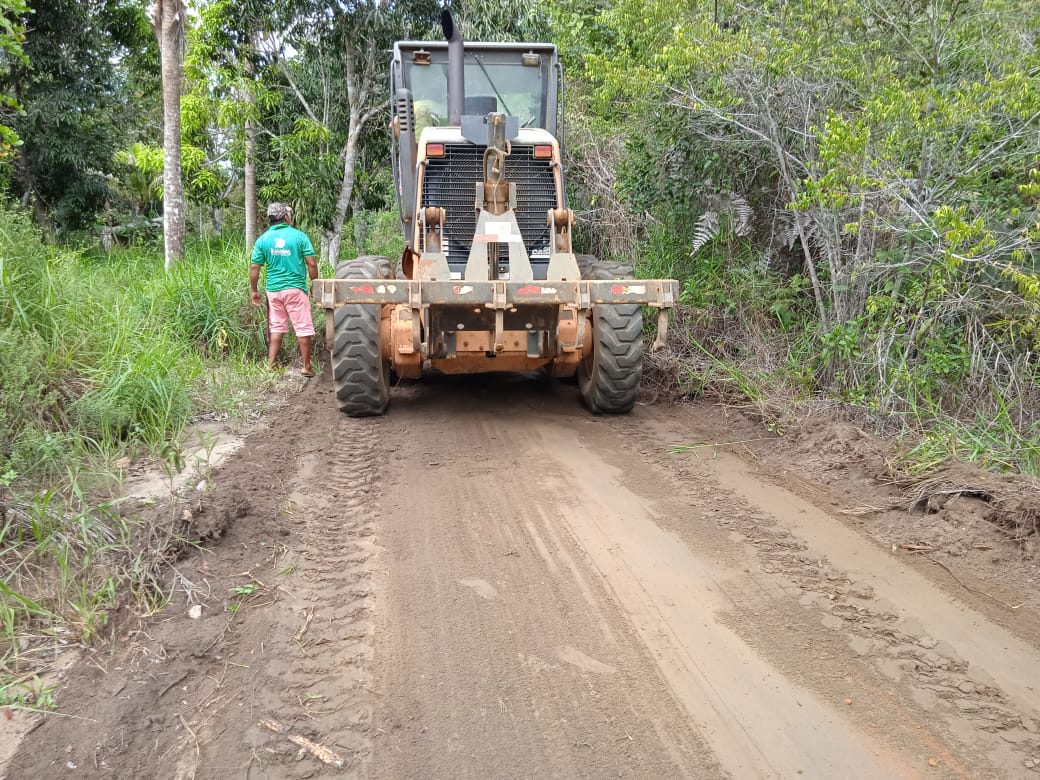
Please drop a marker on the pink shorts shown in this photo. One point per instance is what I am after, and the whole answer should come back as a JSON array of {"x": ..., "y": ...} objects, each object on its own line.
[{"x": 290, "y": 305}]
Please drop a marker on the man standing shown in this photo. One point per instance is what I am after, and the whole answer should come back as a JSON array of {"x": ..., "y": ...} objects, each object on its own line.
[{"x": 289, "y": 257}]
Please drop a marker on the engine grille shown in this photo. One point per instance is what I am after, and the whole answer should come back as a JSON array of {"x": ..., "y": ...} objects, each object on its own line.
[{"x": 449, "y": 182}]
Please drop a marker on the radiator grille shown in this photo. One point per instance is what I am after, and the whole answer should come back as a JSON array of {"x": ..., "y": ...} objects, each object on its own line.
[{"x": 449, "y": 182}]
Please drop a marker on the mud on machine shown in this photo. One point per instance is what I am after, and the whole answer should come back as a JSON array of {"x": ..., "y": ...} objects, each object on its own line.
[{"x": 488, "y": 280}]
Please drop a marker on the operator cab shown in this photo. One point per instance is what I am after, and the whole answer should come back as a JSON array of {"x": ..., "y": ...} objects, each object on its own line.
[
  {"x": 438, "y": 164},
  {"x": 516, "y": 79}
]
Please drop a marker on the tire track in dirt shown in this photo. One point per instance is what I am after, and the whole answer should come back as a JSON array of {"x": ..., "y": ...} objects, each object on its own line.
[
  {"x": 986, "y": 723},
  {"x": 318, "y": 666},
  {"x": 499, "y": 654},
  {"x": 285, "y": 634}
]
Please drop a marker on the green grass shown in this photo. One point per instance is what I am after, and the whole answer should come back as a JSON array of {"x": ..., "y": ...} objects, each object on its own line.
[
  {"x": 105, "y": 354},
  {"x": 101, "y": 357}
]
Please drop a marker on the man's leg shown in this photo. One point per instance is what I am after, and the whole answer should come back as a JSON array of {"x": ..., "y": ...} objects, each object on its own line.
[
  {"x": 278, "y": 320},
  {"x": 274, "y": 347},
  {"x": 305, "y": 353},
  {"x": 297, "y": 305}
]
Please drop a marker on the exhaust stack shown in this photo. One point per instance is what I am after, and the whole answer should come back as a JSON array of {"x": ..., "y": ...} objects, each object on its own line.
[{"x": 457, "y": 77}]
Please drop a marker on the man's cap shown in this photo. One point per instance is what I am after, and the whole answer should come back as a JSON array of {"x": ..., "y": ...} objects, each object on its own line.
[{"x": 279, "y": 211}]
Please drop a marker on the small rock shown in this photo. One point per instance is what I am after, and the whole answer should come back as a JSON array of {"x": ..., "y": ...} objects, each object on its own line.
[{"x": 861, "y": 592}]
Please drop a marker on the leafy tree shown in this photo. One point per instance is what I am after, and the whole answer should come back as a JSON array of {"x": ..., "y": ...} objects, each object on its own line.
[
  {"x": 74, "y": 102},
  {"x": 11, "y": 35}
]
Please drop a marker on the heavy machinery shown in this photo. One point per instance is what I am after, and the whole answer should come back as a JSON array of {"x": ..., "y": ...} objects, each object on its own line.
[{"x": 488, "y": 280}]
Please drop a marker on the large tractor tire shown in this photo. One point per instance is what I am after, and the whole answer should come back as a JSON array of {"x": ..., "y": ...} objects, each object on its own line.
[
  {"x": 608, "y": 378},
  {"x": 360, "y": 373}
]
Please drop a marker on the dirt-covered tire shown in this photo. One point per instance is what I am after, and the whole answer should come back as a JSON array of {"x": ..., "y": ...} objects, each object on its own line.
[
  {"x": 608, "y": 378},
  {"x": 359, "y": 371}
]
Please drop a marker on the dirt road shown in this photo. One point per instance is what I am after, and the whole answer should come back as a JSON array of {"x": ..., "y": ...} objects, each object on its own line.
[{"x": 489, "y": 582}]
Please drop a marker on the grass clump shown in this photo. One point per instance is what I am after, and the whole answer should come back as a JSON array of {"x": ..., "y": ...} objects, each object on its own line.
[{"x": 102, "y": 357}]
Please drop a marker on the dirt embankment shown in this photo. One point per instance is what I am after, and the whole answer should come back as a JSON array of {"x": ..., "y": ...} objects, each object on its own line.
[{"x": 490, "y": 582}]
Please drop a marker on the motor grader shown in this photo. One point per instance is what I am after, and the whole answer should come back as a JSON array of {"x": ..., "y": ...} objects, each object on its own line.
[{"x": 488, "y": 280}]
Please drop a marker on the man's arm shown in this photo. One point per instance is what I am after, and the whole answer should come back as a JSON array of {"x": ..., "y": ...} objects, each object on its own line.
[{"x": 254, "y": 279}]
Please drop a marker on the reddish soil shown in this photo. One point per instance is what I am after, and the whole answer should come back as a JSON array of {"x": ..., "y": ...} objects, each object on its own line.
[{"x": 490, "y": 582}]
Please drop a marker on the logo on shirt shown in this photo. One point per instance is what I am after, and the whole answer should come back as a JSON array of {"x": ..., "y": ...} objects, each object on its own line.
[{"x": 280, "y": 249}]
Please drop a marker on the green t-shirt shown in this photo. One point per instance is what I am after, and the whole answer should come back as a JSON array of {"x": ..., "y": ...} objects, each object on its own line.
[{"x": 282, "y": 249}]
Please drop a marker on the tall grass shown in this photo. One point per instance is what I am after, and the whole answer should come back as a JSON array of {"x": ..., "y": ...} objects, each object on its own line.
[{"x": 101, "y": 356}]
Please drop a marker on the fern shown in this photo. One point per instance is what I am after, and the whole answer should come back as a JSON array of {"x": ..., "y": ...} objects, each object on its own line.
[
  {"x": 707, "y": 229},
  {"x": 742, "y": 214}
]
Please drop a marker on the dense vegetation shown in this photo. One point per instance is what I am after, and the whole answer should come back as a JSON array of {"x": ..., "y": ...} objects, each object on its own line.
[{"x": 849, "y": 190}]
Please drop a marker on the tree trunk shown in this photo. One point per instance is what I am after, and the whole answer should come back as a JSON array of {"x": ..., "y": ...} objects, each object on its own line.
[
  {"x": 250, "y": 174},
  {"x": 346, "y": 188},
  {"x": 360, "y": 228},
  {"x": 170, "y": 27}
]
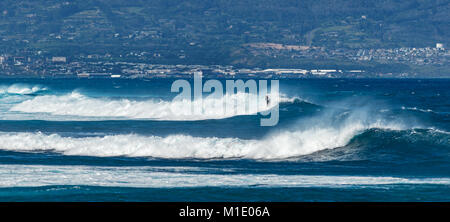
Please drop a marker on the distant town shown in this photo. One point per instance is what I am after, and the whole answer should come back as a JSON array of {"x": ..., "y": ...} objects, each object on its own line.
[{"x": 39, "y": 64}]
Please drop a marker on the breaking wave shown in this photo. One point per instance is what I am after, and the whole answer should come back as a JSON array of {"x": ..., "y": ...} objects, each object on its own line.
[
  {"x": 77, "y": 104},
  {"x": 21, "y": 89},
  {"x": 280, "y": 145}
]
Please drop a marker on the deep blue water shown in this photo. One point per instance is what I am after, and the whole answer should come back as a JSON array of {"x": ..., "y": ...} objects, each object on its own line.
[{"x": 114, "y": 140}]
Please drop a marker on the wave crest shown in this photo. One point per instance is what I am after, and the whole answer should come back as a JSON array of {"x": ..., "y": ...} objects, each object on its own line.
[
  {"x": 77, "y": 104},
  {"x": 276, "y": 146},
  {"x": 21, "y": 89}
]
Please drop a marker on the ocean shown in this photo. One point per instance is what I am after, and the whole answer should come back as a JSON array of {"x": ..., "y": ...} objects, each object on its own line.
[{"x": 114, "y": 140}]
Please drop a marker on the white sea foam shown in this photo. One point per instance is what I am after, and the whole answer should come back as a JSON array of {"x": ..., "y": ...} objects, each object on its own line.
[
  {"x": 44, "y": 175},
  {"x": 279, "y": 145},
  {"x": 21, "y": 89},
  {"x": 77, "y": 104}
]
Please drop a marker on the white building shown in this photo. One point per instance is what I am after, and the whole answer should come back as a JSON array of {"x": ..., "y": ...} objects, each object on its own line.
[{"x": 59, "y": 59}]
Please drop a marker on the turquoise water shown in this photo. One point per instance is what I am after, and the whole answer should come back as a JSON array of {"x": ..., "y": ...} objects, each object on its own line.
[{"x": 114, "y": 140}]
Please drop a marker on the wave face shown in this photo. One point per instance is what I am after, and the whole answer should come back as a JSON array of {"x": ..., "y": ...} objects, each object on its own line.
[
  {"x": 279, "y": 145},
  {"x": 77, "y": 104},
  {"x": 21, "y": 89}
]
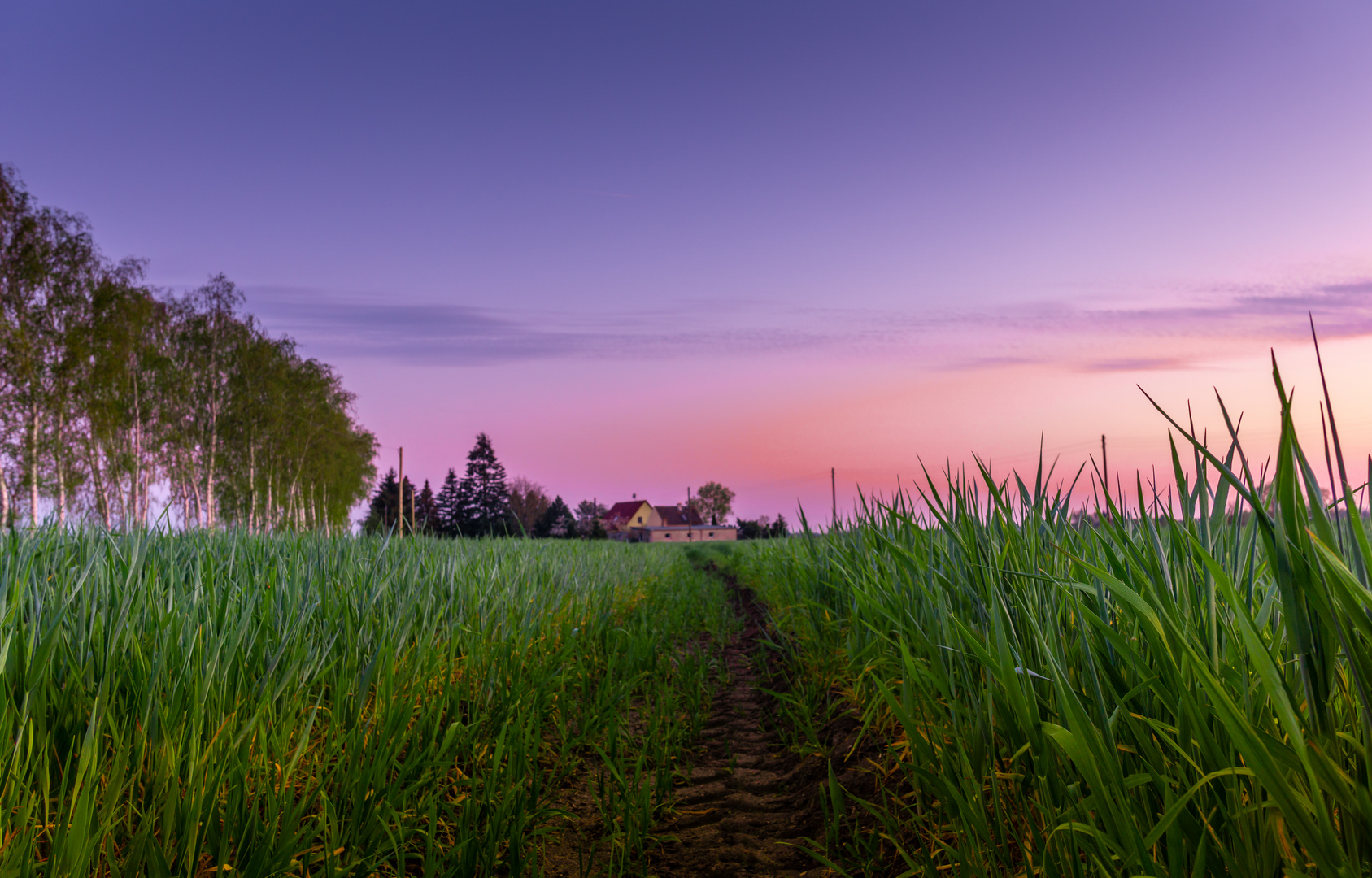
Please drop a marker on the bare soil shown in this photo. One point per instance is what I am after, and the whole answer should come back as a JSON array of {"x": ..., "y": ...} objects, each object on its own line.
[{"x": 749, "y": 802}]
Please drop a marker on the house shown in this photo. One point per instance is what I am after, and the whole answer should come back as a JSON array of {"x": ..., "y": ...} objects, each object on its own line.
[
  {"x": 621, "y": 518},
  {"x": 667, "y": 524}
]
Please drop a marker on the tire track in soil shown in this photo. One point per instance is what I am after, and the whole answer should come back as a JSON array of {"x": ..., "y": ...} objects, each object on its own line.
[{"x": 749, "y": 802}]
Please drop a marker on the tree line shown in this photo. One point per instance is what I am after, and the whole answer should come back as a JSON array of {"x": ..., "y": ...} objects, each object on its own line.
[
  {"x": 113, "y": 391},
  {"x": 485, "y": 502}
]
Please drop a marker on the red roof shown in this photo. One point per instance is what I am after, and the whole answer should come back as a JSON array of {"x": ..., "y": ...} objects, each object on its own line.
[
  {"x": 621, "y": 513},
  {"x": 677, "y": 516}
]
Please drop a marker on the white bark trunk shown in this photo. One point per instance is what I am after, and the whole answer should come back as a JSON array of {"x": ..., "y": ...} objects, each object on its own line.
[{"x": 33, "y": 467}]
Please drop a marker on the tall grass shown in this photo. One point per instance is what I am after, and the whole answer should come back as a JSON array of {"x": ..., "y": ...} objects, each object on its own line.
[
  {"x": 1169, "y": 689},
  {"x": 307, "y": 706}
]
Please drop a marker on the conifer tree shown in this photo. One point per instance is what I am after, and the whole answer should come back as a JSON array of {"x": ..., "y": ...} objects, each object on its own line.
[
  {"x": 425, "y": 512},
  {"x": 451, "y": 519},
  {"x": 483, "y": 494},
  {"x": 383, "y": 512}
]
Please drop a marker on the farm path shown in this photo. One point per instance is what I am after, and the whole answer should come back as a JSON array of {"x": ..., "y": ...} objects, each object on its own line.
[{"x": 748, "y": 804}]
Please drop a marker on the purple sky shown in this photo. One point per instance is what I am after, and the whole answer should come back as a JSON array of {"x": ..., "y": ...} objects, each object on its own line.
[{"x": 651, "y": 245}]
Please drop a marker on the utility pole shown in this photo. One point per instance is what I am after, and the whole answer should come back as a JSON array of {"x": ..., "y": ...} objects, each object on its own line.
[
  {"x": 690, "y": 528},
  {"x": 833, "y": 496}
]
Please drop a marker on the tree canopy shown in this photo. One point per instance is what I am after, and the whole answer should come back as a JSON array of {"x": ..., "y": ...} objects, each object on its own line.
[{"x": 110, "y": 389}]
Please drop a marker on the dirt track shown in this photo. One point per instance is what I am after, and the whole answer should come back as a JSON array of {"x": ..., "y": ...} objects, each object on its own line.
[{"x": 749, "y": 802}]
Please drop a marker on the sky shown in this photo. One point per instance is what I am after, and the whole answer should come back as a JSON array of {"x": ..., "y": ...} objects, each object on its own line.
[{"x": 645, "y": 245}]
+ + + +
Pull the lines of the listing out word for word, starting with the line that contains "Please drop a marker on the sky" and going on through the end of the listing.

* [Finished task]
Please drop a marker on the sky shown in this photo. One point per instance is what I am after, and the whole answer should come back as a JSON array of {"x": ..., "y": ...} objects, each object on its own line.
[{"x": 645, "y": 245}]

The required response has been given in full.